(Record set)

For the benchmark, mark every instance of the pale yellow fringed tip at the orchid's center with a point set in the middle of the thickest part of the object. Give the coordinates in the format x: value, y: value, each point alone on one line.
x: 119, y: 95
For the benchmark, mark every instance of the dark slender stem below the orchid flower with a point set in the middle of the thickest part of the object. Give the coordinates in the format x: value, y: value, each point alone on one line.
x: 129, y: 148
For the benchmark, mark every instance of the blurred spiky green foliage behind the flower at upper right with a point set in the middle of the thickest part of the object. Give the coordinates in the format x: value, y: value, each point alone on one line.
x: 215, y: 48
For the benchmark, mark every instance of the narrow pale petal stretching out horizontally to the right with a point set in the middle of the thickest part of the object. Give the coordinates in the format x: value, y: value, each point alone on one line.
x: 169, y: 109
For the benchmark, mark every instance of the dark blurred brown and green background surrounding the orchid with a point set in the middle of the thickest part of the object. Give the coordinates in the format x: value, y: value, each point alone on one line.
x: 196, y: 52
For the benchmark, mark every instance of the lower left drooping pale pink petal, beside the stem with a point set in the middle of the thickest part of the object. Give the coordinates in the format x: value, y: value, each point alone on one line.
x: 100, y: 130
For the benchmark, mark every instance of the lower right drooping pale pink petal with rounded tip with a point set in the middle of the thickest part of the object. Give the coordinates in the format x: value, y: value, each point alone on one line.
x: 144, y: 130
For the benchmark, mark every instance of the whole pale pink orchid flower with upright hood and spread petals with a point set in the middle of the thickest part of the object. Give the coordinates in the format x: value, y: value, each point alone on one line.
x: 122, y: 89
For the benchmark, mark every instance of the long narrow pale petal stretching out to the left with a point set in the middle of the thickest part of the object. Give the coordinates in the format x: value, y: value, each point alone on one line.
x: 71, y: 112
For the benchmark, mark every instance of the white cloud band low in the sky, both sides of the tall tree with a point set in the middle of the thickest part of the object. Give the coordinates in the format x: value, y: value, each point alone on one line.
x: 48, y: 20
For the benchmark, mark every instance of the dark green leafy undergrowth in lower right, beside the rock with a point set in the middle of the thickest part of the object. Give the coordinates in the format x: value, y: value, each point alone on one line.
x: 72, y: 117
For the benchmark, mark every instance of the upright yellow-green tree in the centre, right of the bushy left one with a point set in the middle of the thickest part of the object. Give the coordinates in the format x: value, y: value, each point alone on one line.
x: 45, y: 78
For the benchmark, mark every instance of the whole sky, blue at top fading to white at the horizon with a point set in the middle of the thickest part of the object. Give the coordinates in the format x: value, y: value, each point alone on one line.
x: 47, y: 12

(End Record set)

[Directions for this task] Could you restate every entry above word for word?

[Result of the task]
For the benchmark, mark every instance of the pale yellow fringed tip at the orchid's center with a point set in the middle of the thickest part of the object. Give the coordinates in the format x: value, y: value, each point alone on one line.
x: 119, y: 95
For the benchmark, mark every instance of the dark slender stem below the orchid flower with a point set in the middle of the thickest part of the object. Give the coordinates in the format x: value, y: value, each point alone on one line.
x: 129, y: 148
For the benchmark, mark every instance of the blurred spiky green foliage behind the flower at upper right with a point set in the middle of the thickest part of the object. Give the coordinates in the format x: value, y: value, each point alone on one line.
x: 215, y: 48
For the benchmark, mark every instance of the narrow pale petal stretching out horizontally to the right with a point set in the middle of the thickest part of the object. Give the coordinates in the format x: value, y: value, each point alone on one line.
x: 169, y: 109
For the benchmark, mark every instance of the dark blurred brown and green background surrounding the orchid with a point set in the middle of the thickest part of the object. Give the coordinates in the format x: value, y: value, each point alone on one line.
x: 196, y: 52
For the benchmark, mark every instance of the lower left drooping pale pink petal, beside the stem with a point set in the middle of the thickest part of the object. Give the coordinates in the format x: value, y: value, each point alone on one line.
x: 100, y: 130
For the benchmark, mark every instance of the lower right drooping pale pink petal with rounded tip with a point set in the middle of the thickest part of the object. Give the coordinates in the format x: value, y: value, each point alone on one line.
x: 144, y: 130
For the benchmark, mark every instance of the whole pale pink orchid flower with upright hood and spread petals with a point set in the middle of the thickest part of the object. Give the coordinates in the format x: value, y: value, each point alone on one line.
x: 122, y: 89
For the benchmark, mark every instance of the long narrow pale petal stretching out to the left with a point set in the middle of the thickest part of the object. Give the coordinates in the format x: value, y: value, each point alone on one line.
x: 71, y: 112
For the benchmark, mark every instance of the white cloud band low in the sky, both sides of the tall tree with a point set in the middle of the thickest part of the object. Give the coordinates in the format x: value, y: value, each point alone on one line.
x: 48, y: 20
For the benchmark, mark every instance of the dark green leafy undergrowth in lower right, beside the rock with a point set in the middle of the thickest part of the object. Give the coordinates in the format x: value, y: value, each point alone on one line.
x: 72, y: 117
For the benchmark, mark every instance of the upright yellow-green tree in the centre, right of the bushy left one with a point set in the middle of the thickest part of the object. Give the coordinates in the format x: value, y: value, each point alone on one line.
x: 45, y: 78
For the benchmark, mark every instance of the whole sky, blue at top fading to white at the horizon with a point set in the middle of the thickest part of the object. Give the coordinates in the format x: value, y: value, each point alone on one line.
x: 47, y: 12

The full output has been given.